** Records shown follows **

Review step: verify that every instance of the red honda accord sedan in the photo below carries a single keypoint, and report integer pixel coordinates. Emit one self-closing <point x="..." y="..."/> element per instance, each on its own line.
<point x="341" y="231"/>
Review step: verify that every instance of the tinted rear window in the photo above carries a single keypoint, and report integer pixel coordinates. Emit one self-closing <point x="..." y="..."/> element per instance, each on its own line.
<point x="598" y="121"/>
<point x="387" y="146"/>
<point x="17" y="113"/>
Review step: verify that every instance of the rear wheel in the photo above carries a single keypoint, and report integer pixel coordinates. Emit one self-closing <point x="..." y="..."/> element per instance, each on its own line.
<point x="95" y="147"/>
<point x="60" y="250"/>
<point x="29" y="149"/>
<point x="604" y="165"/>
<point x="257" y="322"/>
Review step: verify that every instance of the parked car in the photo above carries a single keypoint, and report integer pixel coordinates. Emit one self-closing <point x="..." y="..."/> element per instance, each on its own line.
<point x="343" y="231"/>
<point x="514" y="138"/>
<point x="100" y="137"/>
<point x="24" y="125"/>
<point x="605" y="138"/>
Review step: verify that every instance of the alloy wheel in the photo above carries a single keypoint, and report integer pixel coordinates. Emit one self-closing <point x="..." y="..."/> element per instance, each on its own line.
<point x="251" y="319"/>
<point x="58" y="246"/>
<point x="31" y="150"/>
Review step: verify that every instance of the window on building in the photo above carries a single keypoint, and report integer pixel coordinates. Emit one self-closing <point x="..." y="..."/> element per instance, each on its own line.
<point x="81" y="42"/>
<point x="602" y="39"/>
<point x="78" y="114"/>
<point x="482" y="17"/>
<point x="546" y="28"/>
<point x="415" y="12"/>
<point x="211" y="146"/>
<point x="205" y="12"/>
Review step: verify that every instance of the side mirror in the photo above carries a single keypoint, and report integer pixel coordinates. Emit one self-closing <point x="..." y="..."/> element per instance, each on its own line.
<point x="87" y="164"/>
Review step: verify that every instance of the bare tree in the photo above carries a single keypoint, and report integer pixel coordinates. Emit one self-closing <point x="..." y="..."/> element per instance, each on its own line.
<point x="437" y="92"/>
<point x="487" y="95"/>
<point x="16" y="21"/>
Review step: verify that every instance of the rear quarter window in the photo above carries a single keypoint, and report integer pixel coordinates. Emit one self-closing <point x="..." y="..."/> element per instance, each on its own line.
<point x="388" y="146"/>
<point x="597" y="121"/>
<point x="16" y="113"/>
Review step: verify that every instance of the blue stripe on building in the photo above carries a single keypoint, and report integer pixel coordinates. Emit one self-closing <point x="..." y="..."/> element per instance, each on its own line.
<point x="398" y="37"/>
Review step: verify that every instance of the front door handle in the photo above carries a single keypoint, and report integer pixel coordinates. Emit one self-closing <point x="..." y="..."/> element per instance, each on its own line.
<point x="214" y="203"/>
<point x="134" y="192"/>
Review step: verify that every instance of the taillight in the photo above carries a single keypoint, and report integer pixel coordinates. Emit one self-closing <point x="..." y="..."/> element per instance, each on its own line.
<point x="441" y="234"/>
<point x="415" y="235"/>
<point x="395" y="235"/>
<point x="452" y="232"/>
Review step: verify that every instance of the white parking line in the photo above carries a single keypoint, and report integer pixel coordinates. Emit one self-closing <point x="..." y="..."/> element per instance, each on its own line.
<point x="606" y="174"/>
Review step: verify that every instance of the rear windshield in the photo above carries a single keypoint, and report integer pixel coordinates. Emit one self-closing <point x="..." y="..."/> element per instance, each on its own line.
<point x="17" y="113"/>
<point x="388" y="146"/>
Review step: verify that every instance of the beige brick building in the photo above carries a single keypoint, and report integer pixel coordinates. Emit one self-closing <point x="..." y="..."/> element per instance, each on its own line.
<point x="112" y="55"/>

** End of Records shown **

Problem description: Copy the full listing exactly.

Answer space:
Review step: verify that every instance of the red honda accord sedan in the photo below carries a single keypoint, and report integer pixel coordinates. Emit one self-closing <point x="..." y="..."/> element per instance, each on its own line.
<point x="341" y="231"/>
Review step: verify that every instance of the tinted rear window in the photo above carries a single keypoint, and report integer pixel coordinates. Emit one self-closing <point x="..." y="..."/> element per instance, each on its own line.
<point x="598" y="121"/>
<point x="387" y="146"/>
<point x="17" y="113"/>
Review step: verify that every instance of the rear wheel in the photo above carries a single keypoint, and report integer pixel coordinates. Emit one self-closing <point x="..." y="..."/> element per instance, each on its own line.
<point x="95" y="147"/>
<point x="60" y="250"/>
<point x="29" y="149"/>
<point x="604" y="165"/>
<point x="257" y="322"/>
Review step: verify that every instance of the parked car in the photo above carries a single keypoint, and report integer pixel coordinates. Emit one self-closing <point x="..." y="..."/> element per instance, each on its own line.
<point x="343" y="231"/>
<point x="514" y="138"/>
<point x="100" y="137"/>
<point x="24" y="125"/>
<point x="605" y="138"/>
Review step: verify that every instance of the alloy wheel in the photo above carries a single keypoint, and report integer pixel coordinates. Emit one self-closing <point x="..." y="..."/> element per instance, each on its own line.
<point x="251" y="319"/>
<point x="58" y="246"/>
<point x="31" y="150"/>
Review step: verify that every instance of the window on building in the photo above carries a single keypoint, and report integer pixel coordinates. Emit one self-closing <point x="..." y="..."/> element per instance, each on its own line.
<point x="81" y="42"/>
<point x="602" y="39"/>
<point x="78" y="114"/>
<point x="482" y="17"/>
<point x="546" y="28"/>
<point x="415" y="12"/>
<point x="211" y="146"/>
<point x="205" y="12"/>
Review step: verify that every instance of the side mirror in the photo above carries a single keypoint, and report integer pixel coordinates. Emit one self-closing <point x="..." y="..."/> element per instance, each on its own line.
<point x="87" y="164"/>
Review step: verify that every instance of the bare tree in the photo above carries a single keypoint, and report integer pixel coordinates. Emit one self-closing <point x="..." y="..."/> element per instance, each on its own line.
<point x="437" y="92"/>
<point x="487" y="95"/>
<point x="16" y="21"/>
Review step: verify that every instance of the rear quarter window in the photo above carries a single keypoint, and report integer pixel coordinates. Emit one self-closing <point x="..." y="..."/> element per instance, each on its own line.
<point x="388" y="146"/>
<point x="597" y="121"/>
<point x="16" y="113"/>
Review step: verify that every instance of the blue stripe on building in the photo above carries a single keypoint, and report integer pixel coordinates. Emit one self-closing <point x="..." y="..."/> element per instance, each on its own line.
<point x="398" y="37"/>
Review step: verify that every instance of the front door handle in the photo above carries a single keypoint, and report integer pixel coordinates. Emit one self-closing <point x="..." y="..."/> element per instance, each on its own line.
<point x="214" y="203"/>
<point x="134" y="192"/>
Review step: verify that every instance of the taillight in the photo above carries a single keypoint, and report integer pixel coordinates. Emit one self-closing <point x="..." y="..."/> element per instance, each on its own line.
<point x="441" y="234"/>
<point x="415" y="235"/>
<point x="395" y="235"/>
<point x="452" y="232"/>
Review step: verify that every instance of the white parking line in the photo above carries a single keypoint, and report integer pixel coordinates. Emit one self-closing <point x="..." y="..."/> element per instance, each on its own line.
<point x="606" y="174"/>
Review step: verify that every instance of the rear windshield in the photo above carries a single keypoint, and report integer pixel coordinates. Emit one self-closing <point x="..." y="..."/> element per instance, each on its own line.
<point x="17" y="113"/>
<point x="388" y="146"/>
Review step: verify that every instance of the beige brick building in the photo above carries a single keypoint, and report integer pixel coordinates. Emit one self-closing <point x="..." y="..."/> element per instance, each on its own line.
<point x="112" y="55"/>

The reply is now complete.